Silberbornbad Bad Harzburg, oder: "Book Ends" der Freibadsaison 2016

  • Ich musste meine Freibadsaison-Abschluss-Tour wegen dienstlicher Belange um eine Woche vorverschieben, was aber nicht das schlechteste war, da ich so vermutlich die allerbeste Zeit fürs Open-Air-Baden erwischt habe. So war ich von letztem Donnerstag bis heute in Hildesheim, ganz nahe der JoWiese.
    Gestern schlug ich mich trotz der unmittelbaren Nähe zum vielleicht besten Freibad Niedersachsens dazu breit, noch was anderes anzusehen, -schwimmen und -rutschen und die Wahl fiel auf das Silberbornbad in Bad Harzburg. Bad Harzburg selbst erreicht man von Hildesheim aus mit dem RE10 der Bahngesellschaft erixx, welcher seinen Anfang in Hannover Hbf hat, der Fußweg zum Bad beträgt knappe 2km, es gibt auch einen Bus, der kurz nach Ankunft des Zuges vom Bahnhofsplatz abfährt (allerdings nicht direkt vor dem Bahnhof), aber erst einmal einen Schnittmusterbogen in gefühltem Schritttempo durch die gesamte Stadt gurkt und somit 25 Minuten braucht - genau so lange, als würde man laufen.


    Der Eintrittsbereich ist unscheinbar, etwas in die Jahre gekommen, aber sauber und gepflegt. Eine Erwachsenen-Tageskarte kostet 6,50 Euro, was für ein Kombibad recht akzeptabel ist. Wenn man den kleinen Saunabereich mit nutzen möchte, sind magere 2,50 mehr fällig, allerdings kostet späteres nachzahlen 5,30 Euro. Alles in allem also ein recht günstiges Badevergnügen.

GELIEFERTE DATENSÄTZE.
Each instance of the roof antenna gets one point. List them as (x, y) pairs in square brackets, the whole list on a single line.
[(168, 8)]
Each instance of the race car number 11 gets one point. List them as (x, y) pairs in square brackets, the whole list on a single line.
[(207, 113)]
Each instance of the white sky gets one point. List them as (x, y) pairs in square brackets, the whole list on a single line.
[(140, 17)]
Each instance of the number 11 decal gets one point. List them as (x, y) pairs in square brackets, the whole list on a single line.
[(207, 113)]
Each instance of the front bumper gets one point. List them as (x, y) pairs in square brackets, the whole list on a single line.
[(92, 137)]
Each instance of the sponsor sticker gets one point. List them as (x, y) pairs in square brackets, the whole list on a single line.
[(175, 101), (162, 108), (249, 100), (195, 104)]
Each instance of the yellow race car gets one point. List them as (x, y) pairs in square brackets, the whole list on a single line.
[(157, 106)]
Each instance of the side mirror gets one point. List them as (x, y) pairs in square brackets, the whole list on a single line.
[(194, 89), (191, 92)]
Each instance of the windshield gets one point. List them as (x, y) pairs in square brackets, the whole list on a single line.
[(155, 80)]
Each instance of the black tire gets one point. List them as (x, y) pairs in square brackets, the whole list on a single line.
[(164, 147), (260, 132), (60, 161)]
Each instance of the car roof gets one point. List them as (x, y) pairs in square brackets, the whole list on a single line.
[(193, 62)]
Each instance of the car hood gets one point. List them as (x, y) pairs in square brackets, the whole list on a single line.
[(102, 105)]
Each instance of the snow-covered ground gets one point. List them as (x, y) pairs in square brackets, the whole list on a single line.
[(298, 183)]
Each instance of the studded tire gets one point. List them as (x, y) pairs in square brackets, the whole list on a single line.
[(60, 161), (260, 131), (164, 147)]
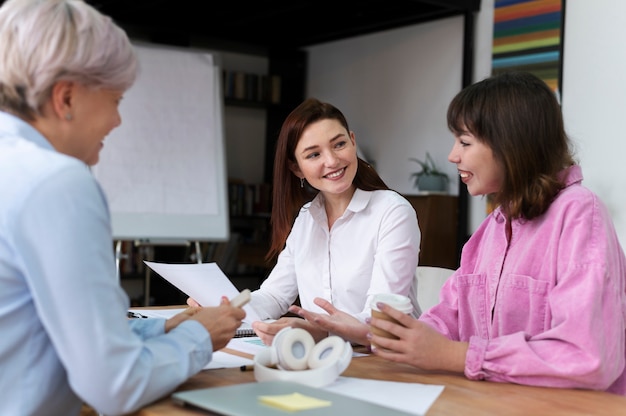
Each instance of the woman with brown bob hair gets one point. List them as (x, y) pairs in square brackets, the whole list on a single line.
[(539, 297)]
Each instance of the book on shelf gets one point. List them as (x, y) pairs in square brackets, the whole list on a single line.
[(250, 87)]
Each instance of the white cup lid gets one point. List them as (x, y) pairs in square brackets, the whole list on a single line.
[(399, 302)]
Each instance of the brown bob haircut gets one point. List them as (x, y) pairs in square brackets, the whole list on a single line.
[(519, 117)]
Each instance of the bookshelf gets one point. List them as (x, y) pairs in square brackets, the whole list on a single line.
[(437, 219)]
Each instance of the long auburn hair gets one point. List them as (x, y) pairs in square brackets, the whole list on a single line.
[(519, 117), (288, 196)]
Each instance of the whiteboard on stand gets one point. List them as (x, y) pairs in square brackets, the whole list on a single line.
[(163, 169)]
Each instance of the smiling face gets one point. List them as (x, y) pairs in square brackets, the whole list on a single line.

VORGEGEBENES ZIEL A. Fasse den Absatz im Bericht über das Silberbornbad, der mit „Der Eintrittsbereich ist unscheinbar“ beginnt, als knappe Stichpunktliste zusammen. Die wesentlichen Angaben sollen erhalten bleiben.
VORGEGEBENES ZIEL B. Setze den Bericht über das Silberbornbad nach seinem letzten Satz fort.

ENDERGEBNIS A.
- Eintrittsbereich: unscheinbar, etwas in die Jahre gekommen, aber sauber und gepflegt
- Erwachsenen-Tageskarte: 6,50 Euro, für ein Kombibad recht akzeptabel
- Mitnutzung des kleinen Saunabereichs: 2,50 Aufpreis, bei späterem Nachzahlen 5,30 Euro
- Fazit: insgesamt ein recht günstiges Badevergnügen

ENDERGEBNIS B.
    Man bekommt einen Plastikchip ausgehändigt, Nur-Bad-Besucher ziehen sich dann im Schwimmhallenbereich in nach Geschlechtern getrennten Sammelumkleiden um. Für Familien gibt es hierbei auch zwei gemischte "Familienumkleiden". Der Chip wird auf der Rückseite in das Schrankschloss gesteckt, ähnlich wie bei den Schränken, bei denen ein Euro Pfand zum Einsatz kommt.
    Saunabesucher müssen in den Sauna-Umkleidebereich, die Tür dorthin entriegelt der entsprechend gebuchte Chip an einem Lesegerät. Die Schränke haben hier das Chip-In-Schlüssel-System, vermutlich noch aus seinen Anfangszeiten, denn die Typenschilder tragen noch vierstellige Postleitzahlen. Aber auch hier: Alles tip-top sauber und gepflegt, und technisch sehr gut in Schuss. Was funktioniert, muss eben nicht alle Nasen lang ausgetauscht und erneuert werden.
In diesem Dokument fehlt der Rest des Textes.